Raw records ->

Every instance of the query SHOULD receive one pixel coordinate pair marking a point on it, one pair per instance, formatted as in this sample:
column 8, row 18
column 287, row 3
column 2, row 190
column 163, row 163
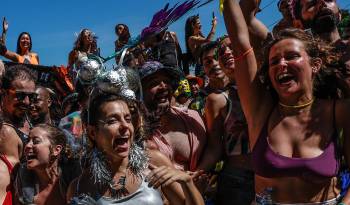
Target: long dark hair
column 18, row 51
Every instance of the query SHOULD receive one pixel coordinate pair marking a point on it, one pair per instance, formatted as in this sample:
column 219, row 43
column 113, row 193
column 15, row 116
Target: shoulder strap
column 7, row 162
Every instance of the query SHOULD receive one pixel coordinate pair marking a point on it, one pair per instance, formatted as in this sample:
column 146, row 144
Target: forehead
column 286, row 45
column 23, row 85
column 209, row 53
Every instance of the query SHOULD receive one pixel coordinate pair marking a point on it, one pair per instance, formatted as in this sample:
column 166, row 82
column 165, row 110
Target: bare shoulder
column 158, row 159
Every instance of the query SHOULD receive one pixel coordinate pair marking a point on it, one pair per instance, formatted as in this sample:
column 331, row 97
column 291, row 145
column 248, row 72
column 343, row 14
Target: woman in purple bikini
column 292, row 133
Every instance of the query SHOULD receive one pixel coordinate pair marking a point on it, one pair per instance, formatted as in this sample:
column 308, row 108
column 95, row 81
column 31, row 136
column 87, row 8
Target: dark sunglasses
column 21, row 95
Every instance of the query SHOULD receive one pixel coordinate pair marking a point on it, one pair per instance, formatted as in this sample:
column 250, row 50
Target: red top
column 8, row 198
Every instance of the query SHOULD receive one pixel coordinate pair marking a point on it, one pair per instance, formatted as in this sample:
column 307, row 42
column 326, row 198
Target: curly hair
column 324, row 83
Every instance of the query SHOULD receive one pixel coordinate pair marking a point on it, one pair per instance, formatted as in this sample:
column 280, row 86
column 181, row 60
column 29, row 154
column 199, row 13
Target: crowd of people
column 262, row 120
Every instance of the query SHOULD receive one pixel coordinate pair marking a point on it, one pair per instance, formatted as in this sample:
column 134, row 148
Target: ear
column 91, row 132
column 57, row 150
column 316, row 65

EXERCISE AIM ->
Return the data verbatim, starting at the beginning and going on through the line containing "column 7, row 162". Leave out the pictures.

OUTPUT FOR THIS TASK ->
Every instance of the query SHOULD receive one pixel coordinate pair marking a point on it, one pair per instance, formatted as in this sample:
column 8, row 18
column 287, row 3
column 2, row 190
column 163, row 163
Target: long dark hair
column 18, row 51
Every instance of the query SHOULD receive one pixel coordinate pair marking a point on it, one pair per instance, formatted as in this sample:
column 219, row 43
column 113, row 193
column 15, row 116
Target: shoulder strap
column 7, row 162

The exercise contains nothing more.